◆ **Given instruction A**
Count how many lines in the listing below contain the string "clock". Case matters, and your reply should be the number alone.

◆ **Source text**
• • • • •

Studio album by Uri Caine
- Released: 2009
- Recorded: March 2009
- Studio: Excello Recording, NYC
- Genre: Jazz
- Length: 61:05
- Label: Winter & Winter 910 161-2
- Producer: Stefan Winter

Uri Caine chronology
| Secrets (2009) | Plastic Temptation (2009) | Twelve Caprices (2010) |

= Plastic Temptation =

Plastic Temptation is an album by Uri Caine's Bedrock with Tim Lefebvre and Zach Danziger which was released on the Winter & Winter label in 2009.

==Reception==

In his review for Allmusic, Alex Henderson notes that "as eclectic and far-reaching as Plastic Temptation is, Caine and his associates never sound confused or unfocused. In fact, the 61-minute CD is admirably cohesive. Plastic Temptation will come as a surprise to those who associate Caine with jazz-minded interpretations of Beethoven, Mozart, and Bach, but it's an exciting journey if one is open to hearing a totally different side of the risk-taking musician".

• • • • •

◆ **Given instruction B**
According to the Plastic Temptation article, at which studio was the album recorded?

• • • • •

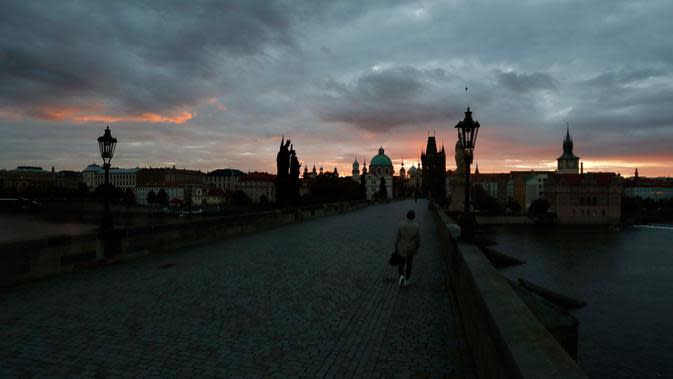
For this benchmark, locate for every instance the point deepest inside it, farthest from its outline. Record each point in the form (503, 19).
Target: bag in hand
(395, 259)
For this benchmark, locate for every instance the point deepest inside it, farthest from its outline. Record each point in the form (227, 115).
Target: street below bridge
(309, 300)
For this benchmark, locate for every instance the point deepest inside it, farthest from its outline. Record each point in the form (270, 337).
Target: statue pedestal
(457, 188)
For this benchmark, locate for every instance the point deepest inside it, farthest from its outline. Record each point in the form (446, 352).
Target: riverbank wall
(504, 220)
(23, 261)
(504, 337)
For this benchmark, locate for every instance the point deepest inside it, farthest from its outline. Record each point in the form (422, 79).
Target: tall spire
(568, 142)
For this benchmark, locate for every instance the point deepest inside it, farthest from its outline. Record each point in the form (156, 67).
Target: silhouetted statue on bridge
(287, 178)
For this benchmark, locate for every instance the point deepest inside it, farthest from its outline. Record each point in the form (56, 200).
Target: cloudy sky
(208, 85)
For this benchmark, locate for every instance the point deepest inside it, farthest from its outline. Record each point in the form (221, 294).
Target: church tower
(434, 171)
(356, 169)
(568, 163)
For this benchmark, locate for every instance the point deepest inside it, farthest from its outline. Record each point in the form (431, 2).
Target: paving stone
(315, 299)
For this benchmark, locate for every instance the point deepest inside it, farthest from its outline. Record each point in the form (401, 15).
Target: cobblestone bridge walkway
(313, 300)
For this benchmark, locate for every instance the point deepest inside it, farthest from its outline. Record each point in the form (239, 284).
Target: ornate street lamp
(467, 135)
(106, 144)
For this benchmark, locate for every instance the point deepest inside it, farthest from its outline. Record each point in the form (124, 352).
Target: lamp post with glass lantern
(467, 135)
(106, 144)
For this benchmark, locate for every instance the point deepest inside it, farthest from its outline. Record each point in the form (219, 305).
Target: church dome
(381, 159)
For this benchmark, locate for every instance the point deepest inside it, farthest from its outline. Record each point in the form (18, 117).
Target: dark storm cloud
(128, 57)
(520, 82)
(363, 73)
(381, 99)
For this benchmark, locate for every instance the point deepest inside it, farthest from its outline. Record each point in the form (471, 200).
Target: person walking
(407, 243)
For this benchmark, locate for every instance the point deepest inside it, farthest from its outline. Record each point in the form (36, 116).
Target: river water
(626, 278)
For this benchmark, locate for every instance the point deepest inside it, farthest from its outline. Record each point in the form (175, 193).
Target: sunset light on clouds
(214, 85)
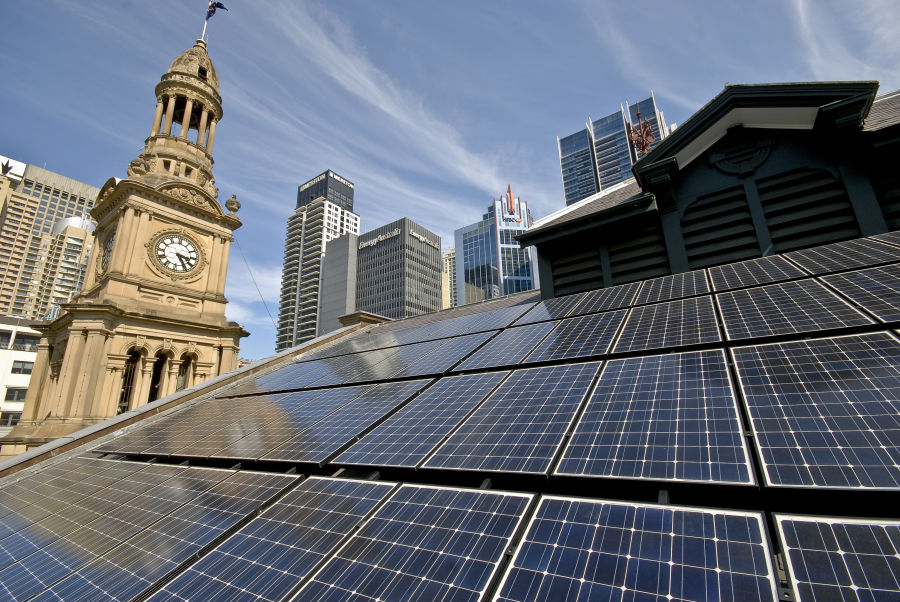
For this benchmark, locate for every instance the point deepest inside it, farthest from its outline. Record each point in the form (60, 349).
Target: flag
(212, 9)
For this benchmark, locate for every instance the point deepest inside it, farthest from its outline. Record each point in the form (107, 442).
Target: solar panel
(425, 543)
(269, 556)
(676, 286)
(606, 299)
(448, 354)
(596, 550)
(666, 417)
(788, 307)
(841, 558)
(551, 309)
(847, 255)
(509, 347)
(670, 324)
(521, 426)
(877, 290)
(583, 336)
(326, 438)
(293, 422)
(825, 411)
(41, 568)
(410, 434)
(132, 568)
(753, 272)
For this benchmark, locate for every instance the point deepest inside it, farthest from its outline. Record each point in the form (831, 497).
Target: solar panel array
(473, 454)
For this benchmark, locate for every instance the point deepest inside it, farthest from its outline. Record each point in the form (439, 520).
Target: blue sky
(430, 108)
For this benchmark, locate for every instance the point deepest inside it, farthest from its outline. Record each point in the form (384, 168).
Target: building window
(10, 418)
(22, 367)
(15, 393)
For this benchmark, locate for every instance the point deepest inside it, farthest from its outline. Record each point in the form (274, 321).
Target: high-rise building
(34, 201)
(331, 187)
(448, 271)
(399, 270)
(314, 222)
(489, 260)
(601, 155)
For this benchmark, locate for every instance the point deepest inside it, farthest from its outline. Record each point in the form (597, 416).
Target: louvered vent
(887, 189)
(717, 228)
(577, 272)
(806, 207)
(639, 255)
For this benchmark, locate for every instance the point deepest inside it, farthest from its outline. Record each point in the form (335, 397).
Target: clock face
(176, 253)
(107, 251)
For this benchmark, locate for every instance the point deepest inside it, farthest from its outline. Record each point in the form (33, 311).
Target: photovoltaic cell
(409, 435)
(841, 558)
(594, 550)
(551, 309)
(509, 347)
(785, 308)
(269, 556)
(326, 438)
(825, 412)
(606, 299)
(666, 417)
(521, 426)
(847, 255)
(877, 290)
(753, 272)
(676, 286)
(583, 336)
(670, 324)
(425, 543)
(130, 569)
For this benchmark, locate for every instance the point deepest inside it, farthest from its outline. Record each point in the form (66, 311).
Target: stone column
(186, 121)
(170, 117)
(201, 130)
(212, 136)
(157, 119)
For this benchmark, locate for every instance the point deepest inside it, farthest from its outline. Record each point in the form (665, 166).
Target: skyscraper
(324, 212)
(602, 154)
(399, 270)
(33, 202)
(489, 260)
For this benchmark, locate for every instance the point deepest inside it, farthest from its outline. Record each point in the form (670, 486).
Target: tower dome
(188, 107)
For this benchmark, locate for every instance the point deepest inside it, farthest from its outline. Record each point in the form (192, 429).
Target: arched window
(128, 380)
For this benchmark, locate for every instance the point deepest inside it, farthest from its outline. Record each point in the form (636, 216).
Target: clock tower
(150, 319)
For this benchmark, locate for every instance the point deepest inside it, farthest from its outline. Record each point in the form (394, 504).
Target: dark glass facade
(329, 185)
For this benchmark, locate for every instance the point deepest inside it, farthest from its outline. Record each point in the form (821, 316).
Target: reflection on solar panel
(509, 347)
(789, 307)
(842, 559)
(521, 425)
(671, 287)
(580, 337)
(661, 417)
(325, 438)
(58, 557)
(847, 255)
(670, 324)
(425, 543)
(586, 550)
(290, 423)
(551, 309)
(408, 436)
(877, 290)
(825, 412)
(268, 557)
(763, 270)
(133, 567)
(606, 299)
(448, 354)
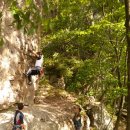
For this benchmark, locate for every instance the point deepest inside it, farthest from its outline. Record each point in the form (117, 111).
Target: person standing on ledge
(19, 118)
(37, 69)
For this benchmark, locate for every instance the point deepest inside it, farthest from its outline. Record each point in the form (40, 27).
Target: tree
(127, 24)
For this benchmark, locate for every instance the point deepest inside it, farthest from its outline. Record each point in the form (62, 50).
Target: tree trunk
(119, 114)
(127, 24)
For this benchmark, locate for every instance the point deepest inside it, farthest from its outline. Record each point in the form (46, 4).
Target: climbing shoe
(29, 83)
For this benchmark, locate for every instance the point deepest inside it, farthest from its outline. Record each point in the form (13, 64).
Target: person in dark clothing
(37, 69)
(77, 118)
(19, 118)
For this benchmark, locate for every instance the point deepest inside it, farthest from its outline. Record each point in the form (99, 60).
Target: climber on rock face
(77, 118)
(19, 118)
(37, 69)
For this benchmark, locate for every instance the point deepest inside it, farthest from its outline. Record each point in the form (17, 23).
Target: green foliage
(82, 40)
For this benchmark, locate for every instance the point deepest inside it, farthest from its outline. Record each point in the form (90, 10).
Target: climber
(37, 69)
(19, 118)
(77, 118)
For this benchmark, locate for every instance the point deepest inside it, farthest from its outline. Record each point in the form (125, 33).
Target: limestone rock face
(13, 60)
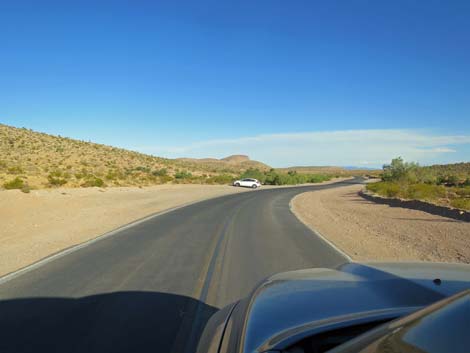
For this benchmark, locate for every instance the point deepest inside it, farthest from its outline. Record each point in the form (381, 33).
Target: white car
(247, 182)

• • • • •

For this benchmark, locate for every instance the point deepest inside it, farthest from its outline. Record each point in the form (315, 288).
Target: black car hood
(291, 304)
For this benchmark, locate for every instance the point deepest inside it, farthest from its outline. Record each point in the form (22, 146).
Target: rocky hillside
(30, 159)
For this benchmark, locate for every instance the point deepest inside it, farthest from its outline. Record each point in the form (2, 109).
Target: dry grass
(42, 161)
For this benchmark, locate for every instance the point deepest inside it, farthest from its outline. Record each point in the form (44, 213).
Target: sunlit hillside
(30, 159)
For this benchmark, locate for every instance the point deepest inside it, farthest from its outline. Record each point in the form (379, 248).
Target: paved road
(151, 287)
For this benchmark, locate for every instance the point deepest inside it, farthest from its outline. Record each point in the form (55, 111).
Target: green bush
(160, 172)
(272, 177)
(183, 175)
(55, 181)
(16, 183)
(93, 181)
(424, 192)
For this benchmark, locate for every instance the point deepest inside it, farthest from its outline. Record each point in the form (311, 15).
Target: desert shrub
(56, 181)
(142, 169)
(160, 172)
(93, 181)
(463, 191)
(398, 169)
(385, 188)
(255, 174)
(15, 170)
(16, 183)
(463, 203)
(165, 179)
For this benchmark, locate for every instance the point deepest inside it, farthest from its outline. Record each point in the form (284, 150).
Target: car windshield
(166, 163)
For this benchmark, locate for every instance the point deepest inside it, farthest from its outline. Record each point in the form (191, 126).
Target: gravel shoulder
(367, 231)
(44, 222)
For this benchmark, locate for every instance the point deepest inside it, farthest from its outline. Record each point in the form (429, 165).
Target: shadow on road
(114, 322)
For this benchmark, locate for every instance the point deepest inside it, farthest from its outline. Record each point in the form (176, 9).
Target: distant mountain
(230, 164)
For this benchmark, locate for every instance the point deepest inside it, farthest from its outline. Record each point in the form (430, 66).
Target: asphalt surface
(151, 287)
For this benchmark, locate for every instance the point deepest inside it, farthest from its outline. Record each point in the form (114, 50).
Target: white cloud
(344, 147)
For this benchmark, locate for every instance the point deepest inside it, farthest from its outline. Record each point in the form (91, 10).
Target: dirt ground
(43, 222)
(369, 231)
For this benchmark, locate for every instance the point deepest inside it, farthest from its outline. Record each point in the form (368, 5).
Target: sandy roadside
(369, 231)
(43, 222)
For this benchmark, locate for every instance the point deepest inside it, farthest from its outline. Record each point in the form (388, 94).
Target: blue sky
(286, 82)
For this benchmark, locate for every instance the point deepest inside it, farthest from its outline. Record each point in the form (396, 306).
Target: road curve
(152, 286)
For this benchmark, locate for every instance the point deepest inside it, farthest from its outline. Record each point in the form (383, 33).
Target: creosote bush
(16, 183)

• • • • •

◆ **Right answer A**
2

◆ **Right answer B**
Excello Recording, NYC